Work request: Count the lines of data below that include "rounded". Provide only the number.

Data supplied Start Marker

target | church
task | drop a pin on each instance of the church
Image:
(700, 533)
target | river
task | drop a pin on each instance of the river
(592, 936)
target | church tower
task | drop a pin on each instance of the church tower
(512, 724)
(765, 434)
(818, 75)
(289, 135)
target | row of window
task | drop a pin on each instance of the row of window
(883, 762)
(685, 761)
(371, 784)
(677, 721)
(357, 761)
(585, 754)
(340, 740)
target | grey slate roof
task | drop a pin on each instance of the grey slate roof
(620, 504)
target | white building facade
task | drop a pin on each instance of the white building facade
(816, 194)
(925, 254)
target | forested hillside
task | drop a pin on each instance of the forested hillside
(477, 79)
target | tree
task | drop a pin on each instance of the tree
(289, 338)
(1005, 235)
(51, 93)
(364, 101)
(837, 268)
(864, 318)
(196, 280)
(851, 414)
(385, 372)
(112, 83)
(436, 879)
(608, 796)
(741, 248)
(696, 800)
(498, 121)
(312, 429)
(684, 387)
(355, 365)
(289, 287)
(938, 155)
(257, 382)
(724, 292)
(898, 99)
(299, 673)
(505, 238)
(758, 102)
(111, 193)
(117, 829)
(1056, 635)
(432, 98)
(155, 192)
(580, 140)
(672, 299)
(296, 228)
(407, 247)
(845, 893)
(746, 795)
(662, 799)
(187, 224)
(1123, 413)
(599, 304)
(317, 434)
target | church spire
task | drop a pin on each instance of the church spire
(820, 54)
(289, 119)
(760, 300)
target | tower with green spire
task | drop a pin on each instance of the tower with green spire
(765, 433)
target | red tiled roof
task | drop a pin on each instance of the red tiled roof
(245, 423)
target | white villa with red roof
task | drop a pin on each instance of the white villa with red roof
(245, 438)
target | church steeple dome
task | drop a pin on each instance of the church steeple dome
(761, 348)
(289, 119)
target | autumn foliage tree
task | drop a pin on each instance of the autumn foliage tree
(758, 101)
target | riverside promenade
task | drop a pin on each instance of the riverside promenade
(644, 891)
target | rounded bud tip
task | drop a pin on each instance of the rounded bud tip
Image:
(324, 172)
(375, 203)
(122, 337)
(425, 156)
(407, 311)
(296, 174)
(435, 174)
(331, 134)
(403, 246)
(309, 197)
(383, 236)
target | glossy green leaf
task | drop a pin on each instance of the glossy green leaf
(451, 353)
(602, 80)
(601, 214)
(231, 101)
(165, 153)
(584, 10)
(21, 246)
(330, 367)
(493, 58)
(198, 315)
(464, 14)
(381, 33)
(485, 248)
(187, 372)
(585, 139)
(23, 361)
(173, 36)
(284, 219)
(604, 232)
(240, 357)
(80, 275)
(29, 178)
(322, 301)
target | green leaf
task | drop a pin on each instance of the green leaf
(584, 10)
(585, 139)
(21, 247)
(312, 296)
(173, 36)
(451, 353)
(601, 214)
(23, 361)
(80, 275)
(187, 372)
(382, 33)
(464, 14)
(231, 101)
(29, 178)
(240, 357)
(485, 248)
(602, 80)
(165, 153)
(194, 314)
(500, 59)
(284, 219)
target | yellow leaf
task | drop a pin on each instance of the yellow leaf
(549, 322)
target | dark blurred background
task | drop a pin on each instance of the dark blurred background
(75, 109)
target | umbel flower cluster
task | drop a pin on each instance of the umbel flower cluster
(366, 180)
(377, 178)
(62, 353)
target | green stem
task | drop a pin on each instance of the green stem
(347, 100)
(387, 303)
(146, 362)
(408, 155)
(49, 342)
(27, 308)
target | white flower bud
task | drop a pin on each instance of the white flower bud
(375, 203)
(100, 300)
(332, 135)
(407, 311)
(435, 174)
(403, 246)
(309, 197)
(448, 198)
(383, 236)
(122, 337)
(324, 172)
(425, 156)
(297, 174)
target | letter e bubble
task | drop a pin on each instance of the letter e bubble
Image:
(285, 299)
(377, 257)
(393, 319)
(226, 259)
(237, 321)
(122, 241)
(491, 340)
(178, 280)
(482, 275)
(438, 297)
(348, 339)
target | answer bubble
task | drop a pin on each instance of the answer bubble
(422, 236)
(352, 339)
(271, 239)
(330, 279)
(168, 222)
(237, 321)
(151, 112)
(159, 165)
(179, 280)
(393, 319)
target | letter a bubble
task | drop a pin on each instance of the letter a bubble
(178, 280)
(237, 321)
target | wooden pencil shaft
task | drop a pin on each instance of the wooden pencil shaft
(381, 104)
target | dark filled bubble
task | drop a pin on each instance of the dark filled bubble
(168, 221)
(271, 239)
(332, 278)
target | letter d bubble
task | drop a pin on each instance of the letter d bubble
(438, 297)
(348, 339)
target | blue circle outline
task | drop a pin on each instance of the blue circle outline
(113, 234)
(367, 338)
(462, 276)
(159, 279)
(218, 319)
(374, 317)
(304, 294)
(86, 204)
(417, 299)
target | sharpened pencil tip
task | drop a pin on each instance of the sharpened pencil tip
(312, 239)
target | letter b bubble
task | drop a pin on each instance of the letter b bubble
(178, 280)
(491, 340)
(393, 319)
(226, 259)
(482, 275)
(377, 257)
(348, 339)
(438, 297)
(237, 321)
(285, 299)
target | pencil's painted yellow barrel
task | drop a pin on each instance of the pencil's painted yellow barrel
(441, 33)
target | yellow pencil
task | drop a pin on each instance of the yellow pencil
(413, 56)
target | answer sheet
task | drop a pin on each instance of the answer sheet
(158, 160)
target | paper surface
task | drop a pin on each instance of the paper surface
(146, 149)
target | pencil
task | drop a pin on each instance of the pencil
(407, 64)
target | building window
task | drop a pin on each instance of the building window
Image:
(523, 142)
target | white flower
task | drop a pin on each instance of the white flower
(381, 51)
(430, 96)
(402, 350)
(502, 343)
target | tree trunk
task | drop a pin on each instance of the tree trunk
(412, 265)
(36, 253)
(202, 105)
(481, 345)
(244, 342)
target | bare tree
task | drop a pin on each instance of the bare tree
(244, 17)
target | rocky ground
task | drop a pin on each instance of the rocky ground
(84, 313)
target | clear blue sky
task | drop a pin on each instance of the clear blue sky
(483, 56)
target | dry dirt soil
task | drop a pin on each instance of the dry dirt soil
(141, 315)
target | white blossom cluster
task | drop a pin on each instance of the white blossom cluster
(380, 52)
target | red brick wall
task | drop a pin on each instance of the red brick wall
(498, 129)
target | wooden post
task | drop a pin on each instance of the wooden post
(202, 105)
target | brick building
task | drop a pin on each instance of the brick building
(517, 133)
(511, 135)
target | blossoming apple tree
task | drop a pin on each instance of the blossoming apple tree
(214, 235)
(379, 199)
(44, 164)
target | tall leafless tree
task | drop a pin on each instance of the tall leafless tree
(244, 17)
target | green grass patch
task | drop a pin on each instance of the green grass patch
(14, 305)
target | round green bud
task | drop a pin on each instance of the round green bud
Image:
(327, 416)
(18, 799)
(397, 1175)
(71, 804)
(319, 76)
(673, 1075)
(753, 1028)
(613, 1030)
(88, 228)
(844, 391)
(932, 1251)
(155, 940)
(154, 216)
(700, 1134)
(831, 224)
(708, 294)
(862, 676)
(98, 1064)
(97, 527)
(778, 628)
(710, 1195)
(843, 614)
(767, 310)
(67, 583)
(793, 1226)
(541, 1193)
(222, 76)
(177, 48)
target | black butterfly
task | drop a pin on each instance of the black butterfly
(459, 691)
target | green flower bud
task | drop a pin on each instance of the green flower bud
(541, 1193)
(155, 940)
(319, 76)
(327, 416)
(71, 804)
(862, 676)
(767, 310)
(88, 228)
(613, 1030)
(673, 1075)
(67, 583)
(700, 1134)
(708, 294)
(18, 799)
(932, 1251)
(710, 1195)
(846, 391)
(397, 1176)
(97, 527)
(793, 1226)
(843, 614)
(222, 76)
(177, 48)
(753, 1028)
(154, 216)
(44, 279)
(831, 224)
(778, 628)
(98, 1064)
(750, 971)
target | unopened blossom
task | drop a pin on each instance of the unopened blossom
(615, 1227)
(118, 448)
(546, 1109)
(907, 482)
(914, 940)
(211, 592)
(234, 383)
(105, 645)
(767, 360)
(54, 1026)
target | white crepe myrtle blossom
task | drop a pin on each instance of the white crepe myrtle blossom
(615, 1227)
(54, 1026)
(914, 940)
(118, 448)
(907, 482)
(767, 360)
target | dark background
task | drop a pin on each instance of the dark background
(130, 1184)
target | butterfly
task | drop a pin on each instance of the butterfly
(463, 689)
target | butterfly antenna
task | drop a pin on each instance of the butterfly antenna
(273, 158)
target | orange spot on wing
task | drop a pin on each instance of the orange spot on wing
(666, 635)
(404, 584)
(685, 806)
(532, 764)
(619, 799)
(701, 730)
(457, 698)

Data supplied End Marker

Exercise answer: 2